-- Opening Marker --

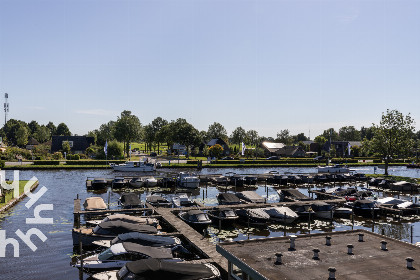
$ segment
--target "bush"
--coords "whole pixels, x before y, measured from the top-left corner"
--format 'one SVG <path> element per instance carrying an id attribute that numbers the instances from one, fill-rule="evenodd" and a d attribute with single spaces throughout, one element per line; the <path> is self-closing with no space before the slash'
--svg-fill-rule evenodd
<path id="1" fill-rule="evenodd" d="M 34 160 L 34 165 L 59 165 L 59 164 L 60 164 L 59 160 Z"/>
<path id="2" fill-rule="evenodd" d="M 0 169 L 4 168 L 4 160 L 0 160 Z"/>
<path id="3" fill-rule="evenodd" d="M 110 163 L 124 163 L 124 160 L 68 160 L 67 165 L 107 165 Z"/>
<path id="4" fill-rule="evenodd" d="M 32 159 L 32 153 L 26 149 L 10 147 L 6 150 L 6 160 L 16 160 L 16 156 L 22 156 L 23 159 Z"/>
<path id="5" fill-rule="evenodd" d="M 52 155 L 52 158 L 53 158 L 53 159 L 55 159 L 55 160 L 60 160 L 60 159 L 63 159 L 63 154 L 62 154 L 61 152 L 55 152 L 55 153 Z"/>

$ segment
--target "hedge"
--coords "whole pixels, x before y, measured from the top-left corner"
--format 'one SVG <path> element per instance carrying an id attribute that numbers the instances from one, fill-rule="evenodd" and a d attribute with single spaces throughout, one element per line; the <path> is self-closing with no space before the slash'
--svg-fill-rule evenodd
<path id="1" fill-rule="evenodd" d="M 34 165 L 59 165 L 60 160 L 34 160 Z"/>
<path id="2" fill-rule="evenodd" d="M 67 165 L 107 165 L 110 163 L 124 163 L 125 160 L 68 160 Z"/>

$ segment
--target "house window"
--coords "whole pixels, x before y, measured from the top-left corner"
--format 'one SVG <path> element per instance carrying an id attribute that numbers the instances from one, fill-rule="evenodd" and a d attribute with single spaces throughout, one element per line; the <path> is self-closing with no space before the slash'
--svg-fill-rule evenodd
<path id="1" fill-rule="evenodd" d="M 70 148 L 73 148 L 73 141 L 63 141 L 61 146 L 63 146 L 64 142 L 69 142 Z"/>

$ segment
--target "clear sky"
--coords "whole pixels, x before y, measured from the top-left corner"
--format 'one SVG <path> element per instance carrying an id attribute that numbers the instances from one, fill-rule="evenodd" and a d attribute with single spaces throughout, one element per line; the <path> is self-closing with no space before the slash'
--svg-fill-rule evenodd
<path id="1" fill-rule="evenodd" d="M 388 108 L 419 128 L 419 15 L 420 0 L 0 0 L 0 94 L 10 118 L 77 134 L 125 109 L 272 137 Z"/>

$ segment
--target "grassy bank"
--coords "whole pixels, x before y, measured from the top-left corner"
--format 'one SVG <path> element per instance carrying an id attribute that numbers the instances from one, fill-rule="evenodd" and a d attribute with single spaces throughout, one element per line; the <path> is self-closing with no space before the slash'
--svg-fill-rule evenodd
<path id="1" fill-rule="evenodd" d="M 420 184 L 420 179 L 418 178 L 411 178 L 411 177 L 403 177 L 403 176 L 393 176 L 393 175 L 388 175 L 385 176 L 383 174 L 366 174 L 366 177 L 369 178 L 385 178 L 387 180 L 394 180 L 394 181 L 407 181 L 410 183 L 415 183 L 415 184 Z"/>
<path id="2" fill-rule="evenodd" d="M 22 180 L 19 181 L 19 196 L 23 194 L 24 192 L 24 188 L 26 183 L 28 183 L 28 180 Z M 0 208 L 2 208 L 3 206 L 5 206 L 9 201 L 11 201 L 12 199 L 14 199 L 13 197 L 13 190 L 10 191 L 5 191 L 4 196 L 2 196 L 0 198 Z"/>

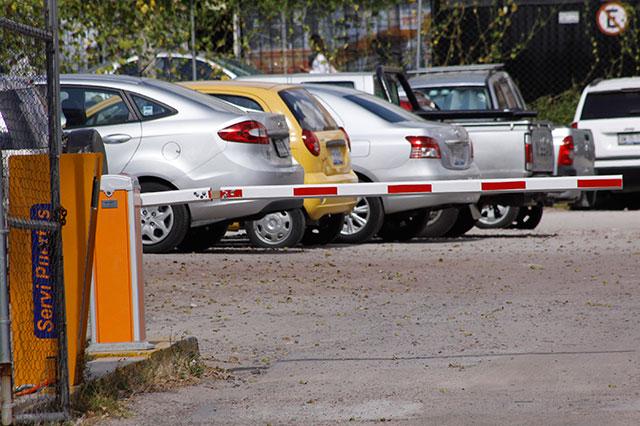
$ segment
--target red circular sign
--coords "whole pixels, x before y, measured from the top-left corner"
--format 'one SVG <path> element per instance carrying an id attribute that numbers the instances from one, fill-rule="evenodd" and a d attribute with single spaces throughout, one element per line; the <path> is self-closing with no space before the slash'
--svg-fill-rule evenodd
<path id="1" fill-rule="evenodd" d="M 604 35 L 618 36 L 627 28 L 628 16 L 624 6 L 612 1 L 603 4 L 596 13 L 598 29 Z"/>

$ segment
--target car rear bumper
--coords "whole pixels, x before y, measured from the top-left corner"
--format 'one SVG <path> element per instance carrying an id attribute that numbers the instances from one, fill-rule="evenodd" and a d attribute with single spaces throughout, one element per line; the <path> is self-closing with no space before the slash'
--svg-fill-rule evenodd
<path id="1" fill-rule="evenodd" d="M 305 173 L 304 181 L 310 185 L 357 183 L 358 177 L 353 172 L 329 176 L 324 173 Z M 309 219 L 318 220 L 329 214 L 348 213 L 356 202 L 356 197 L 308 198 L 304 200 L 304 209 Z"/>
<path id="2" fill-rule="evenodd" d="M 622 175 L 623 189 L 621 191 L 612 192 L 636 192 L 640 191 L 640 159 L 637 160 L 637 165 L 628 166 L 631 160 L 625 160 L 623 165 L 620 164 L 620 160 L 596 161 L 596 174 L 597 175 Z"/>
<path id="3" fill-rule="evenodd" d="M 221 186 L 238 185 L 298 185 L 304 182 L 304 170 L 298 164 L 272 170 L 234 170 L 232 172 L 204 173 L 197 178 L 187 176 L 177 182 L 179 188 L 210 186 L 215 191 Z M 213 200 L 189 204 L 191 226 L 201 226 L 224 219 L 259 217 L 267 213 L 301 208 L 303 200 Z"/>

-- Closing Marker --

▶ _Exercise objective_:
Filter by the word "target": copy every line of the data that holds it.

▶ _Answer space_:
--target "bush"
--target "hedge"
--target "house window"
--target "clear sky"
--target "grassy bank"
--target red circular sign
--target car rear bumper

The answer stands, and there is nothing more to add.